(Beginning of INFORMATION PROVIDED)
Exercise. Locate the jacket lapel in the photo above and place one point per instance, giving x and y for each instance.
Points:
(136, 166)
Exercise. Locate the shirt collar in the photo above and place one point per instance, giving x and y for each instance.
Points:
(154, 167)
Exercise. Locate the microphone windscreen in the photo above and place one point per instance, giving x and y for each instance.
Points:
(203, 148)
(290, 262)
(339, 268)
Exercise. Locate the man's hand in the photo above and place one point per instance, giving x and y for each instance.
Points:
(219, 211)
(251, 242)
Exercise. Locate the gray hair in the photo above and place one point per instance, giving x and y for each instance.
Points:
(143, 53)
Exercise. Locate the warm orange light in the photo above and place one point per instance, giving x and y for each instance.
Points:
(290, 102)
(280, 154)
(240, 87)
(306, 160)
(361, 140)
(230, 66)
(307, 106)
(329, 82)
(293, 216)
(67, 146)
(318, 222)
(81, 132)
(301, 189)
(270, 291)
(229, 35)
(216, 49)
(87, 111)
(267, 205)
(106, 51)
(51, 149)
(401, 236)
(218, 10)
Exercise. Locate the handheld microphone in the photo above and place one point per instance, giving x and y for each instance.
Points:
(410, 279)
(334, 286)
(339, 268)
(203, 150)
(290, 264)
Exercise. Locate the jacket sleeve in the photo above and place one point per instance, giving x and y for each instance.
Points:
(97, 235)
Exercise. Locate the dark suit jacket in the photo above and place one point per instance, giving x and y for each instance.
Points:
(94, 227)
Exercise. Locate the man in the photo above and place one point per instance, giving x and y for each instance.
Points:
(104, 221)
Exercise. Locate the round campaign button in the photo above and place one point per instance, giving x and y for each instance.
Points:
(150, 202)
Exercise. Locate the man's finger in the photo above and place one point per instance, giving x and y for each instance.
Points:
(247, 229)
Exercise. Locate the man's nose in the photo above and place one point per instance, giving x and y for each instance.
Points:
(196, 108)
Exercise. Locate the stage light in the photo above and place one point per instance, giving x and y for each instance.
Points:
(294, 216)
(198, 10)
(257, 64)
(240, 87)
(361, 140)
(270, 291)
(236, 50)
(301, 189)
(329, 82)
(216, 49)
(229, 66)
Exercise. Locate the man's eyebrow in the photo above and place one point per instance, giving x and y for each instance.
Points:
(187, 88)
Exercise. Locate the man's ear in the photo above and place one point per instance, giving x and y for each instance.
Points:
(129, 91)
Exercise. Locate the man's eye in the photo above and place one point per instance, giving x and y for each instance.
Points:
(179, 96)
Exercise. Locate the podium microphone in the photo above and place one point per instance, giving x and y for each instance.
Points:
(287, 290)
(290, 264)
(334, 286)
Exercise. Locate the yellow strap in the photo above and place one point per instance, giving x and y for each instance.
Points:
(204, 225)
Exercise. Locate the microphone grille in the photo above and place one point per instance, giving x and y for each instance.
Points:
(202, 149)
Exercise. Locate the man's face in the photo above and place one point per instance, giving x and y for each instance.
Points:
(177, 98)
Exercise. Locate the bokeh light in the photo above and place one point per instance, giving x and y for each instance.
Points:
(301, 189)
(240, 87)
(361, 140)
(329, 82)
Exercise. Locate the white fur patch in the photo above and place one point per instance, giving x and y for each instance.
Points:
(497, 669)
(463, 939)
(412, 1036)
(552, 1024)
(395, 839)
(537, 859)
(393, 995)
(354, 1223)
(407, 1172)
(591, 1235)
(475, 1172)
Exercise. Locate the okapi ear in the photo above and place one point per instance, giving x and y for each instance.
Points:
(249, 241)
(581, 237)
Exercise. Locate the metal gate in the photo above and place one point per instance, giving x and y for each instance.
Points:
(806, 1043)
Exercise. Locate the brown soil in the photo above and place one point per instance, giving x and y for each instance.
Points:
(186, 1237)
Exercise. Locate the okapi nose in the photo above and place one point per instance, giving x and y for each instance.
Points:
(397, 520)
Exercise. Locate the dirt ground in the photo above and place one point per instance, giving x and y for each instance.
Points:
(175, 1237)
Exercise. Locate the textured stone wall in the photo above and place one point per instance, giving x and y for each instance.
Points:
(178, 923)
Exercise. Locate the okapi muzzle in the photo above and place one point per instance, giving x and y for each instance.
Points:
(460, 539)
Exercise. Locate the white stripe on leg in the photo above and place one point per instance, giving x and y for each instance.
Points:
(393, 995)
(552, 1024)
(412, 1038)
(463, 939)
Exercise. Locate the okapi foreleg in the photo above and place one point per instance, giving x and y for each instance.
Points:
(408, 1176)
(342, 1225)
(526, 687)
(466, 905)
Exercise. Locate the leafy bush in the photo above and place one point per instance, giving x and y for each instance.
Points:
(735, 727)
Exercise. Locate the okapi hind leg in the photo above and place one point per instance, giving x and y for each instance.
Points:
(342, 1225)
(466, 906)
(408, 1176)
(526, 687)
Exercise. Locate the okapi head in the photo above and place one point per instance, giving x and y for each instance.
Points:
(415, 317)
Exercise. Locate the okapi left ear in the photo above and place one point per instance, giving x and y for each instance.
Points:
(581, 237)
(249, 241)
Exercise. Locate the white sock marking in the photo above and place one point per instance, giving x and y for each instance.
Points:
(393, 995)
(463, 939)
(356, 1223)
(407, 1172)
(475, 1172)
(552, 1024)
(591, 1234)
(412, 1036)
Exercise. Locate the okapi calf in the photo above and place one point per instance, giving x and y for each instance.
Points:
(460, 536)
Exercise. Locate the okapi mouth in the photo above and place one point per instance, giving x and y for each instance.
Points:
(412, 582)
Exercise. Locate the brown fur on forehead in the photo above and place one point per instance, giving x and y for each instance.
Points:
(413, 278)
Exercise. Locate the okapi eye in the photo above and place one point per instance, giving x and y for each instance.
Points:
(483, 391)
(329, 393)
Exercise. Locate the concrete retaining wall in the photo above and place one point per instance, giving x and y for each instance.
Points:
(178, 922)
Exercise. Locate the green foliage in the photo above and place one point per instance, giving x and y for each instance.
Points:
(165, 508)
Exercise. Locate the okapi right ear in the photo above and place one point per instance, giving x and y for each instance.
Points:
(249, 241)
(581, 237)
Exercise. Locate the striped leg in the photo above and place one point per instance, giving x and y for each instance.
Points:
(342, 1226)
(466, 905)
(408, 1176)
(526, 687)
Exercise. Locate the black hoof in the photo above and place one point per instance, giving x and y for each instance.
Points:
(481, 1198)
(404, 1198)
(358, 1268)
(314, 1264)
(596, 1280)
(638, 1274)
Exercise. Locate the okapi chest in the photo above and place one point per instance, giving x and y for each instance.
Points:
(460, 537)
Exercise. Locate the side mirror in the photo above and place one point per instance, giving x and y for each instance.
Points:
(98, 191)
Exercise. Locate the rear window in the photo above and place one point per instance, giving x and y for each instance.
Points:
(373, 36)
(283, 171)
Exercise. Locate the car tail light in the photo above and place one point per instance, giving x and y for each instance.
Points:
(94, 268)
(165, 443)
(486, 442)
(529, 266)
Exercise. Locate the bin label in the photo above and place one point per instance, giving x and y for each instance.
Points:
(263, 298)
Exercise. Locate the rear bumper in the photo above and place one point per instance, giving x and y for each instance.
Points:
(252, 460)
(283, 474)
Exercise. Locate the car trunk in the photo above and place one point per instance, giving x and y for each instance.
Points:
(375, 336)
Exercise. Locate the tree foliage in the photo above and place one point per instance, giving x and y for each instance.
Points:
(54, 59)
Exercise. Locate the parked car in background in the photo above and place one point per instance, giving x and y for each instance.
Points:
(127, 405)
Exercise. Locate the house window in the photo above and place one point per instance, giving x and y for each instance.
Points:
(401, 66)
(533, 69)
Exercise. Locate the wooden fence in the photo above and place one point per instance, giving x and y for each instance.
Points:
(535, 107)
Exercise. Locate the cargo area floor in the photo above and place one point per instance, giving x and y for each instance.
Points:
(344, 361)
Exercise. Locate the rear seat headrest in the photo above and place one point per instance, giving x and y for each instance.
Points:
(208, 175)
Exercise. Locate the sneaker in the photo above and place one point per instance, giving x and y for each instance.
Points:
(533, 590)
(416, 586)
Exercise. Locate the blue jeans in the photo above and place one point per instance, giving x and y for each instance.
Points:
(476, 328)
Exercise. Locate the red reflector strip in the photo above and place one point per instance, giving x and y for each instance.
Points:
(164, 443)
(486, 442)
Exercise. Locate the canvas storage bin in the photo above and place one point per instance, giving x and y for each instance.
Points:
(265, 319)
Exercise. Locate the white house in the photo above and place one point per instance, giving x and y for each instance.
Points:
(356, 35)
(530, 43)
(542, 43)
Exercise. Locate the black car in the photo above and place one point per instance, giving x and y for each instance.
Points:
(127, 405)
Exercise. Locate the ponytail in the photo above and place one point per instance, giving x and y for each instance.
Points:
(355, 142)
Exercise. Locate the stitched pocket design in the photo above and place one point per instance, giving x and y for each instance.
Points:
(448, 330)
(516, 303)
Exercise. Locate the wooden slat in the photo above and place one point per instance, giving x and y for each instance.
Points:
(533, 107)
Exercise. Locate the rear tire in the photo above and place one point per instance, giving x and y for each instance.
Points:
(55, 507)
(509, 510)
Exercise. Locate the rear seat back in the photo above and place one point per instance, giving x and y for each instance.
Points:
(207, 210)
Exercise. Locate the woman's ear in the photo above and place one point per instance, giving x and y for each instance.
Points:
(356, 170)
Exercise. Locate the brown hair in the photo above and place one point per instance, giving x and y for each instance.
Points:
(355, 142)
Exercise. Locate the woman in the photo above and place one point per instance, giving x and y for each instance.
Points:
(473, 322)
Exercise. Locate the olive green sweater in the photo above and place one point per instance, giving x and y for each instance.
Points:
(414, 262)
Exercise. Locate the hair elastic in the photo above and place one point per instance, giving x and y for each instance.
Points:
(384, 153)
(End of INFORMATION PROVIDED)
■ **WORK TO COMPLETE**
Only certain lines are wanted. Please return exactly those from the top of the data through the line with "Exercise. Locate the shirt".

■ **ANSWER SECTION**
Exercise. Locate the jacket lapel in the photo above and place one point per instance, giving x and y for each instance.
Points:
(136, 166)
Exercise. Locate the shirt collar in the photo above and place one point per instance, giving x and y for each instance.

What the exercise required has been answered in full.